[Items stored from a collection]
^^^^^^^^^^^^^^^^

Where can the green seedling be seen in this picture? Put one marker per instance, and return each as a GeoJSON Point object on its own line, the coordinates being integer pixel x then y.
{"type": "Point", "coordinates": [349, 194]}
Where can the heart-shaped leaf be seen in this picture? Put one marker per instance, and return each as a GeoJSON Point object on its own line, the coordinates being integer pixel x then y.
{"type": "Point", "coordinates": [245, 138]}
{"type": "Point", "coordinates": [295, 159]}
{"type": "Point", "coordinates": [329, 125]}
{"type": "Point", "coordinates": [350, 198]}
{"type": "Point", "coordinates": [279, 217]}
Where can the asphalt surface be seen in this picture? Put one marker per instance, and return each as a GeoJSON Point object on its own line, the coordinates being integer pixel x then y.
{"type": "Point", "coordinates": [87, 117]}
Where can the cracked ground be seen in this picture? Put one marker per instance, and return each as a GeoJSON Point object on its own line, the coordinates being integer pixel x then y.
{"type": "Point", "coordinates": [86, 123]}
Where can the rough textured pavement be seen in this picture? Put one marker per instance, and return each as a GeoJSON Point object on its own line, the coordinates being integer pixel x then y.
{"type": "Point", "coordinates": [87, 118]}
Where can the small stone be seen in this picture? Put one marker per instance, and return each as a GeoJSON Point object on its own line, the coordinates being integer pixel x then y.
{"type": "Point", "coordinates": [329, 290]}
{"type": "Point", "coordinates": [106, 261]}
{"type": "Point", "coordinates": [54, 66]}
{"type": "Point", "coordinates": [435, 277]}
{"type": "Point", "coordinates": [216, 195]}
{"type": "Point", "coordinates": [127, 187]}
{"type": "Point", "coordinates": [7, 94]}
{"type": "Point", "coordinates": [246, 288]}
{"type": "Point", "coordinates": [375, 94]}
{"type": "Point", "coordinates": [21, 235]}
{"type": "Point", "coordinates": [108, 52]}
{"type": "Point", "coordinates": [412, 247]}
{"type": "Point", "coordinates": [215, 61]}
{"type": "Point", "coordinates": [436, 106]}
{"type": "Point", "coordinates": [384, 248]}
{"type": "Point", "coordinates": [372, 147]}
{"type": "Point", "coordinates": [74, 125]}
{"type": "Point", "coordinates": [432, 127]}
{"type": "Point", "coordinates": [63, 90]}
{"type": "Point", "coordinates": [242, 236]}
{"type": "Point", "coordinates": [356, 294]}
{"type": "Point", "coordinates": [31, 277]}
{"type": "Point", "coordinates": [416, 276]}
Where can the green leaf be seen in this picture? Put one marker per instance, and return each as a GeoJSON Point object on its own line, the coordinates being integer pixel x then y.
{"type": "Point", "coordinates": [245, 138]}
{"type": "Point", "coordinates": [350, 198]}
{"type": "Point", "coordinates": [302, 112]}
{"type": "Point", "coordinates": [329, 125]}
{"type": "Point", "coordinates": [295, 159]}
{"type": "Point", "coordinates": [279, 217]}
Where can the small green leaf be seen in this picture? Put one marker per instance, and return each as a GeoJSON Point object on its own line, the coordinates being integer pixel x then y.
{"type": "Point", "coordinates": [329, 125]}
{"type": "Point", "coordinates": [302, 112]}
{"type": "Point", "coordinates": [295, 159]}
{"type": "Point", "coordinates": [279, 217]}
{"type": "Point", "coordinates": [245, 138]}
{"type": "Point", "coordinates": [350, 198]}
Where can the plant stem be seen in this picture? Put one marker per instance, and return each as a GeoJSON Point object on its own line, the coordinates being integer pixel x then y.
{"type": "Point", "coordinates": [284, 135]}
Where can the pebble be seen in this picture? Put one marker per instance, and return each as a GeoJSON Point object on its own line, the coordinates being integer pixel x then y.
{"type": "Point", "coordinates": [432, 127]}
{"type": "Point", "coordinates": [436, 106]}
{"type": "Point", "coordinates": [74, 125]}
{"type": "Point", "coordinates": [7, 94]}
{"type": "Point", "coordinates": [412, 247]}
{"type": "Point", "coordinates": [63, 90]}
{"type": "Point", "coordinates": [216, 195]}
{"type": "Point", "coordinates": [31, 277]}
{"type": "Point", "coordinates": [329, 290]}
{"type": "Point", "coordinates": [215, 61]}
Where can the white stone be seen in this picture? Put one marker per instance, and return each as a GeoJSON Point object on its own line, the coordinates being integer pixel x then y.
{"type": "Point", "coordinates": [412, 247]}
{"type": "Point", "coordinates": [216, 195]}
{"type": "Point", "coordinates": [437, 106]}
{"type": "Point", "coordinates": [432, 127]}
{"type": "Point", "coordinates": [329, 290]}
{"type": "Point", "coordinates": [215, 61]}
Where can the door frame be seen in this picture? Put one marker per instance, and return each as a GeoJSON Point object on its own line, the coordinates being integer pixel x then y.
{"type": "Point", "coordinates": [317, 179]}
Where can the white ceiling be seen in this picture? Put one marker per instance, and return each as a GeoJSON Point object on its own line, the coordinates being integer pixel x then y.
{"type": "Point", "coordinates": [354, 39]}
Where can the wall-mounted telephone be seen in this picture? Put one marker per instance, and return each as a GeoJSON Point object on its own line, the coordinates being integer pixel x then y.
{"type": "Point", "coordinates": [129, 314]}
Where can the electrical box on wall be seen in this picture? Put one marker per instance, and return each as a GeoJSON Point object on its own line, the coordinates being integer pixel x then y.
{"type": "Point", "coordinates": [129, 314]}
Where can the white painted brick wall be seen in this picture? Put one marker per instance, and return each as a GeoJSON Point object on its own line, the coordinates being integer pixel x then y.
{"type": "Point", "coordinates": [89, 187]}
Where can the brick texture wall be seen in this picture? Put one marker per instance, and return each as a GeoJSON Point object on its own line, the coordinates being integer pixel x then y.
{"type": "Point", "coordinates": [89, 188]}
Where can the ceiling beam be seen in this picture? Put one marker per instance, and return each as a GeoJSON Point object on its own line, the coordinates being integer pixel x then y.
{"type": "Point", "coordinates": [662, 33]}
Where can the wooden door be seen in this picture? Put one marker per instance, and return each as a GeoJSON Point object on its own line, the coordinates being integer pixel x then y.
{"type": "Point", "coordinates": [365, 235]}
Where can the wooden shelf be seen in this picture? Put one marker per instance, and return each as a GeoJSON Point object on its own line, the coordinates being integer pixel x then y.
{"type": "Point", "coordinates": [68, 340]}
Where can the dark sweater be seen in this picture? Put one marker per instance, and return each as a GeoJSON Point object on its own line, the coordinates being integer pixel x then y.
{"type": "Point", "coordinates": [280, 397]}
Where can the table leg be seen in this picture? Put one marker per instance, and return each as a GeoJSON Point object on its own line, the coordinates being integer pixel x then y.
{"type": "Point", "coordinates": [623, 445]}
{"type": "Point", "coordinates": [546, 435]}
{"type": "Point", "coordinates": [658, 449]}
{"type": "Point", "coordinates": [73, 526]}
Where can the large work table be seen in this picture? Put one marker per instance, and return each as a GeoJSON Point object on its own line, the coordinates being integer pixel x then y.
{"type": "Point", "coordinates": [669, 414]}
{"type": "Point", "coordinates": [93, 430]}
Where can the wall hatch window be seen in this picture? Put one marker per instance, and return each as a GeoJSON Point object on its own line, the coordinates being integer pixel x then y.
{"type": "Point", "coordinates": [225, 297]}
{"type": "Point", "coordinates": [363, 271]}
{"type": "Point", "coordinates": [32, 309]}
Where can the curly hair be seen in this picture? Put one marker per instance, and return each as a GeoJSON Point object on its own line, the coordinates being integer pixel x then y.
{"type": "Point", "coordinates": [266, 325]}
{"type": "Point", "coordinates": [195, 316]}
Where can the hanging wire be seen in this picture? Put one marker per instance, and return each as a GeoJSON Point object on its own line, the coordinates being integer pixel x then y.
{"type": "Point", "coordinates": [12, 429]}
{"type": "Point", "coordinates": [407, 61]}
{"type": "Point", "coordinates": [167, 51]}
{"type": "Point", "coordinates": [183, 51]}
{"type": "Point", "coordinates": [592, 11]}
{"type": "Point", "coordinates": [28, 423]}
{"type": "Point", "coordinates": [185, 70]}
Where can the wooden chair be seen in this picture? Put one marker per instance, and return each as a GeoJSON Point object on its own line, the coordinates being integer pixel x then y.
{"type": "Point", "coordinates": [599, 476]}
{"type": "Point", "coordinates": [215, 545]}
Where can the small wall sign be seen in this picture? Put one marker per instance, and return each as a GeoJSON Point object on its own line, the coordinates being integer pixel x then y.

^^^^^^^^^^^^^^^^

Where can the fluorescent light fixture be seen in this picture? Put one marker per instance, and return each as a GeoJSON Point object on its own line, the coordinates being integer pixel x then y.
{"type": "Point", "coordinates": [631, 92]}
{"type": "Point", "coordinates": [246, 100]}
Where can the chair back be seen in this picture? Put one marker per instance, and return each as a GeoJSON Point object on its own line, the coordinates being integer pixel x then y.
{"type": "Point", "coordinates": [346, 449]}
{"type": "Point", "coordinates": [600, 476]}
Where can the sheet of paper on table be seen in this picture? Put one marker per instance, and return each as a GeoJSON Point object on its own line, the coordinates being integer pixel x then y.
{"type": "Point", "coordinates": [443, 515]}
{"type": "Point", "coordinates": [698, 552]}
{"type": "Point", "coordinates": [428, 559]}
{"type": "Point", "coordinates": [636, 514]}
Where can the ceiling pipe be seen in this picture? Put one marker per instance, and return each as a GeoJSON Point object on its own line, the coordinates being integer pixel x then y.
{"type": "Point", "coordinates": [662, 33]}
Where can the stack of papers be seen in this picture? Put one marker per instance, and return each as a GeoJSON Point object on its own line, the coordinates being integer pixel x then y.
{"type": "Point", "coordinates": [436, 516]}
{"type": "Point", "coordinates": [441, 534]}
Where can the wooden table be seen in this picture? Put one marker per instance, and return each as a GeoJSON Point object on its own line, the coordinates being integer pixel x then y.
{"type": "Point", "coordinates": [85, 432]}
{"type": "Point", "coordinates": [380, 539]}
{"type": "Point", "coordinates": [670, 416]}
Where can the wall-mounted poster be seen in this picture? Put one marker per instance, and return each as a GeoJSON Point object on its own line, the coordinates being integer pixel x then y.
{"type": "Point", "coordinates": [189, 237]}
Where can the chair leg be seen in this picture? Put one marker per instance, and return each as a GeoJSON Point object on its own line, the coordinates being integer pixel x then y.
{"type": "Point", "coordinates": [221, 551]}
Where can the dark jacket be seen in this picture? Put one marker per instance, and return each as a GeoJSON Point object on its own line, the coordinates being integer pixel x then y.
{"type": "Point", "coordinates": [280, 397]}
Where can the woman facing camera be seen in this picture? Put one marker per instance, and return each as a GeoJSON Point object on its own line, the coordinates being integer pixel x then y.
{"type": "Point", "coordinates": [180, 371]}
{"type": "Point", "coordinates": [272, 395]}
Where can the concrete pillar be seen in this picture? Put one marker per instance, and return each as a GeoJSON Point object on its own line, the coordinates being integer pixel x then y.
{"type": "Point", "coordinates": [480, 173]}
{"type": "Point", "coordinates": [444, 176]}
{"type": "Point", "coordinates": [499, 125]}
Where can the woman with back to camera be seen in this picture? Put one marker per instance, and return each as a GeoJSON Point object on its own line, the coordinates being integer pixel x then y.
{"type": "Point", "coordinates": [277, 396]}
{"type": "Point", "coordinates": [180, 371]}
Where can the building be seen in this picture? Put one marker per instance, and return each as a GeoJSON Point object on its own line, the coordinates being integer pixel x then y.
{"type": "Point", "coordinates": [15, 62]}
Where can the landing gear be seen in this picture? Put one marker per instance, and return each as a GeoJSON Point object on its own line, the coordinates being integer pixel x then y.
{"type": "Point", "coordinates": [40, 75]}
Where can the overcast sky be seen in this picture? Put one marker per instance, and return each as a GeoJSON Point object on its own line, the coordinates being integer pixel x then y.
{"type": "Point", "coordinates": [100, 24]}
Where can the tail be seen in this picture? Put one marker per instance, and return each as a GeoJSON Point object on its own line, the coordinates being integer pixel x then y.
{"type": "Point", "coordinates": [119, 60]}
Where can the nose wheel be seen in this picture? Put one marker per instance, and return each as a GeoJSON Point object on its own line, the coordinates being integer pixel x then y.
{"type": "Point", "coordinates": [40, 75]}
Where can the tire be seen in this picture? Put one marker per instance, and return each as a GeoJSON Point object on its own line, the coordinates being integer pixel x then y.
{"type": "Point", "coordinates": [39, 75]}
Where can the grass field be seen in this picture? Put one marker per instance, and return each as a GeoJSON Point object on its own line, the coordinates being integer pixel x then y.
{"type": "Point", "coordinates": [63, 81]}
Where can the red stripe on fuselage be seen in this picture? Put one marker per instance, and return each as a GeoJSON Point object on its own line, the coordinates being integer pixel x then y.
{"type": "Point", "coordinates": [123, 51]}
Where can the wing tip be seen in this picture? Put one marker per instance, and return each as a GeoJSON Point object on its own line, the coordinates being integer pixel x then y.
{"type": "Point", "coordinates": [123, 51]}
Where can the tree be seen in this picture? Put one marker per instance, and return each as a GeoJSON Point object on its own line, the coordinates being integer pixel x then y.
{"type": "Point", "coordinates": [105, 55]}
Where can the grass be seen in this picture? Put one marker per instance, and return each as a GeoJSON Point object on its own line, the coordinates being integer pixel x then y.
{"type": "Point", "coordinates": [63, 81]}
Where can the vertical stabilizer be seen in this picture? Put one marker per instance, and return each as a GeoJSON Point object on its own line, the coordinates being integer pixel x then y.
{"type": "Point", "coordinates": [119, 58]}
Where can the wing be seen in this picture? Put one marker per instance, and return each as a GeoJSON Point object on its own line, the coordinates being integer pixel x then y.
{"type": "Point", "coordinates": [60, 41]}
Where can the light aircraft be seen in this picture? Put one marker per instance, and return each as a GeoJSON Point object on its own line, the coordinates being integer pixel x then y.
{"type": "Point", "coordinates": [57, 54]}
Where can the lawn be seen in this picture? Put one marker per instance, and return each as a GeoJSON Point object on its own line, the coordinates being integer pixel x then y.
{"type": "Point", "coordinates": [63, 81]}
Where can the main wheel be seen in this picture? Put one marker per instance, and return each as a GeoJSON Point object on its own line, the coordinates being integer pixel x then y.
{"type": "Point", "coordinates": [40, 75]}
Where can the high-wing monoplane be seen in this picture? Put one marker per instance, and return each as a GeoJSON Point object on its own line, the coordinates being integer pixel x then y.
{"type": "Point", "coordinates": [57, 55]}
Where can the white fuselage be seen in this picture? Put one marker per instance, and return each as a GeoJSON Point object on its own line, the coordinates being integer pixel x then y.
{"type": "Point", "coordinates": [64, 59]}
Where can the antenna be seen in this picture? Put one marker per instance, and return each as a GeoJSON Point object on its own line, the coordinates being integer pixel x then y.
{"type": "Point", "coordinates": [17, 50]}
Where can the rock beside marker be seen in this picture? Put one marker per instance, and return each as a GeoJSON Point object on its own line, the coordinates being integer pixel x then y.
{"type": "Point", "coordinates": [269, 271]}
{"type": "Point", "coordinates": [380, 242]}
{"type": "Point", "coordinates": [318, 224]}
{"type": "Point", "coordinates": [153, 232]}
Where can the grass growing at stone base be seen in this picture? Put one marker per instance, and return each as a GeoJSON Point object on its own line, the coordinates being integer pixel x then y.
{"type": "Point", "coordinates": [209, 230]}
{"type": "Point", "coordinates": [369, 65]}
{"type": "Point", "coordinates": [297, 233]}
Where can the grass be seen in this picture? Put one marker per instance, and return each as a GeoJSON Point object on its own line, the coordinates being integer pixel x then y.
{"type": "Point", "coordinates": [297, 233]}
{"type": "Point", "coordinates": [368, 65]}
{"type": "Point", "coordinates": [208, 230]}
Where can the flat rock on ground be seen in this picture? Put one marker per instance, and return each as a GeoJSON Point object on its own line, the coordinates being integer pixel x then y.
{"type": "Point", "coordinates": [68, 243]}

^^^^^^^^^^^^^^^^

DIRECTIONS FOR THIS TASK: List every line of the entries above that contains the word "wheel". Treat the match as case-sensitive.

COMPLETE ANSWER:
Where can the nose wheel be seen in this picture? Put one marker per instance, and return each as a GeoJSON Point object on its own line, the coordinates being integer pixel x then y.
Where can the main wheel be seen in this picture? Put one marker per instance, and return each as a GeoJSON Point object on its own line, the coordinates being integer pixel x then y.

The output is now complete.